▸ SHORT PROBLEM: Please rescale the records from the line with "Target: model's hand" to the line with "(301, 1085)", both ends included, writing out every line again with the requests unchanged and each point coordinate in the answers multiplied by 2.2 and rounded to a whole number, halves up. Return only those lines.

━━━━━ EXTRACTED MATERIAL ━━━━━

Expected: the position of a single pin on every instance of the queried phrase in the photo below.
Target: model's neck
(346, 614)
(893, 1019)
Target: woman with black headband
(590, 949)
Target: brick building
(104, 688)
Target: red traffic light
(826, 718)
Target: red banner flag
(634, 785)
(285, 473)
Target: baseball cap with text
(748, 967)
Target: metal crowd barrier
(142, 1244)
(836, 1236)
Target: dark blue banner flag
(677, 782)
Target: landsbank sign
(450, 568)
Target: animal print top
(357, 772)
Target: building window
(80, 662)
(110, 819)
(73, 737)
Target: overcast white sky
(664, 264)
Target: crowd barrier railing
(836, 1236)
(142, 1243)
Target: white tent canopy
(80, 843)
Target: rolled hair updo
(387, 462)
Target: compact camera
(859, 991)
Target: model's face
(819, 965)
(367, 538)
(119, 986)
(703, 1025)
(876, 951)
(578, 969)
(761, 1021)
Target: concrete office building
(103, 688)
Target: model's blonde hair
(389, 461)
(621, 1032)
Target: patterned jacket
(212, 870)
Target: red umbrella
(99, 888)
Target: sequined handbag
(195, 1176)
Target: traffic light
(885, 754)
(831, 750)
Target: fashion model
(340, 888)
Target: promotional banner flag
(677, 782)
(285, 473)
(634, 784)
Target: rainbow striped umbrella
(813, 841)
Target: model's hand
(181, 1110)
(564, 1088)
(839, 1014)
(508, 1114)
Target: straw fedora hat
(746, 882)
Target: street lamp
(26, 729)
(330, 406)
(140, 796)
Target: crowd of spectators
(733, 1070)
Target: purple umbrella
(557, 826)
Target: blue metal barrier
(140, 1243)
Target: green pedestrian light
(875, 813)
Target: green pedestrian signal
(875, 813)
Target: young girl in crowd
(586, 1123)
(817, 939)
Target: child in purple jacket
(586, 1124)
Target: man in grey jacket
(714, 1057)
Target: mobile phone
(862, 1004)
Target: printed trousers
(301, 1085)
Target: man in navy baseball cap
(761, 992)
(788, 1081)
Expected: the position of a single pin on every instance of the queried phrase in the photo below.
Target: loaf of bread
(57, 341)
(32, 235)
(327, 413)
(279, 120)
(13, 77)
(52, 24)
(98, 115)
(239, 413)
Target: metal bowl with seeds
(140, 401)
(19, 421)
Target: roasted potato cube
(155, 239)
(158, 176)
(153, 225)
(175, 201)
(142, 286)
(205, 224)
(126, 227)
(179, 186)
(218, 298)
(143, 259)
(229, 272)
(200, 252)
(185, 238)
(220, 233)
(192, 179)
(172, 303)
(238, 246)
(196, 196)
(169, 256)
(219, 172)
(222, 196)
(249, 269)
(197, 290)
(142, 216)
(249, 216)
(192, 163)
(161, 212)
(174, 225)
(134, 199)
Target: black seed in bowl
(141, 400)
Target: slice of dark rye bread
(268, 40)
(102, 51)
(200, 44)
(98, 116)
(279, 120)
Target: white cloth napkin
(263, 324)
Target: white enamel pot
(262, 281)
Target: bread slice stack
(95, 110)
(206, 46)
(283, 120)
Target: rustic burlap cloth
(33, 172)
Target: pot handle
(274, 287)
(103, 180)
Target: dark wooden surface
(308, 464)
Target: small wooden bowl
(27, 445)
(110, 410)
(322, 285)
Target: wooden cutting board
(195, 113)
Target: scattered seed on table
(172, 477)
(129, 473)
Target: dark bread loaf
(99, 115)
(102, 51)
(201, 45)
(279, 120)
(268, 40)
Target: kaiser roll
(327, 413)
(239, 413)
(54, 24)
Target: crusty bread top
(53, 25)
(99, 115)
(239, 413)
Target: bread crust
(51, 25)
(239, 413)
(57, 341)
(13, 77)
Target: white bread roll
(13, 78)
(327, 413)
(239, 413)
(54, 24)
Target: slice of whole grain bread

━━━━━

▸ FINAL ANSWER:
Target: model's hand
(398, 2442)
(1241, 2394)
(1846, 2231)
(1118, 2451)
Target: straw fedora hat
(1641, 1940)
Target: street lamp
(57, 1604)
(726, 893)
(308, 1751)
Target: crowd of spectators
(1613, 2354)
Target: purple umbrella
(1225, 1817)
Target: blue metal barrier
(308, 2735)
Target: green pedestrian light
(1925, 1789)
Target: green pedestrian signal
(1925, 1789)
Target: young girl in crowd
(1289, 2471)
(1797, 2066)
Target: child in purple jacket
(1289, 2473)
Target: man in grey jacket
(1571, 2325)
Target: mobile phone
(1896, 2209)
Target: printed trousers
(662, 2387)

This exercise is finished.